Your instructions: Turn every one of the rows below into a numbered list, leaving out any blank lines.

Rows contained in a dataset:
━━━

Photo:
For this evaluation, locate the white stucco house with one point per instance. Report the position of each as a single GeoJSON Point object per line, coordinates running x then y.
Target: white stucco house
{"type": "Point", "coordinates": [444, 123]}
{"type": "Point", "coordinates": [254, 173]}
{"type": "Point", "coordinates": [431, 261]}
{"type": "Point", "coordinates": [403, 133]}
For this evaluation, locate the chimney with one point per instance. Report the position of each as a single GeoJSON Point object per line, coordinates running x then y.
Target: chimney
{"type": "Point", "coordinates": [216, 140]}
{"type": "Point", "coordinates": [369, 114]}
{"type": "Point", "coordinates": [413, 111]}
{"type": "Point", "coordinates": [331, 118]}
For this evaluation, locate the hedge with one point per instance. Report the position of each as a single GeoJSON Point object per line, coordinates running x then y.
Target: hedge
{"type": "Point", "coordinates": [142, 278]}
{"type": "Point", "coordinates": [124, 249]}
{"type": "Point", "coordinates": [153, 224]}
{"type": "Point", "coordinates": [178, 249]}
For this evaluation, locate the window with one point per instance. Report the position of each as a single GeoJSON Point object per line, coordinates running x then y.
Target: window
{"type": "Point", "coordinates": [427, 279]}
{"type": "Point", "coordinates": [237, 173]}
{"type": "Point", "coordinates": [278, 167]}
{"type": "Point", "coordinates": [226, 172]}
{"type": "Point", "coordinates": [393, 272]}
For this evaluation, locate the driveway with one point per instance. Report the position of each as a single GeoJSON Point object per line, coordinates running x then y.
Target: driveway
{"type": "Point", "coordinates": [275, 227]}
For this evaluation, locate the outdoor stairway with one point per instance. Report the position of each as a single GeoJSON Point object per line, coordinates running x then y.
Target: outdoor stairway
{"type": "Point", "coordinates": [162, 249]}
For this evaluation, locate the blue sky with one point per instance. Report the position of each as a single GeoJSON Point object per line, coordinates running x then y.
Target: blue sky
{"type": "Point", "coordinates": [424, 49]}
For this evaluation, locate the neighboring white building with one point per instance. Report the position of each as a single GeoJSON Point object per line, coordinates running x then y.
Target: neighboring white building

━━━

The response:
1. Photo:
2. For this evaluation, locate the white stucco house with one point per instance. Report the position of each as a single GeoJSON Point object per line, coordinates running x then y.
3. Target: white stucco house
4. {"type": "Point", "coordinates": [444, 123]}
5. {"type": "Point", "coordinates": [254, 173]}
6. {"type": "Point", "coordinates": [431, 261]}
7. {"type": "Point", "coordinates": [403, 133]}
8. For this evaluation, locate the chimney with one point per instance. Report the position of each as a single GeoJSON Point object per line, coordinates running x then y.
9. Target: chimney
10. {"type": "Point", "coordinates": [216, 140]}
11. {"type": "Point", "coordinates": [369, 114]}
12. {"type": "Point", "coordinates": [413, 111]}
13. {"type": "Point", "coordinates": [331, 118]}
14. For this evaluation, locate the hedge with one point per instance. Report the position of each as a single GeoJSON Point object per line, coordinates running x then y.
15. Target: hedge
16. {"type": "Point", "coordinates": [142, 278]}
17. {"type": "Point", "coordinates": [124, 249]}
18. {"type": "Point", "coordinates": [153, 224]}
19. {"type": "Point", "coordinates": [178, 249]}
20. For this evaluation, locate the window with one point per instance. Report the position of each as a single GeoJSON Point object per line, coordinates running x then y.
21. Target: window
22. {"type": "Point", "coordinates": [427, 279]}
23. {"type": "Point", "coordinates": [237, 173]}
24. {"type": "Point", "coordinates": [278, 167]}
25. {"type": "Point", "coordinates": [226, 172]}
26. {"type": "Point", "coordinates": [393, 272]}
27. For this evaluation, locate the driveway with one point per instance. Report the position of each as a single GeoJSON Point object per line, coordinates running x then y.
28. Target: driveway
29. {"type": "Point", "coordinates": [275, 227]}
30. For this evaluation, locate the outdoor stairway with one point per instance. Report the position of each as a single GeoJSON Point object per line, coordinates running x then y.
31. Target: outdoor stairway
32. {"type": "Point", "coordinates": [162, 249]}
33. For this evaluation, locate the blue sky with one point per instance. Report the position of each as a single GeoJSON Point object per line, coordinates running x then y.
34. Target: blue sky
35. {"type": "Point", "coordinates": [424, 49]}
36. For this evaluation, locate the neighboring white building with one point per instance. Report the position of each as a single GeoJSON Point object per line, coordinates running x then y.
37. Target: neighboring white building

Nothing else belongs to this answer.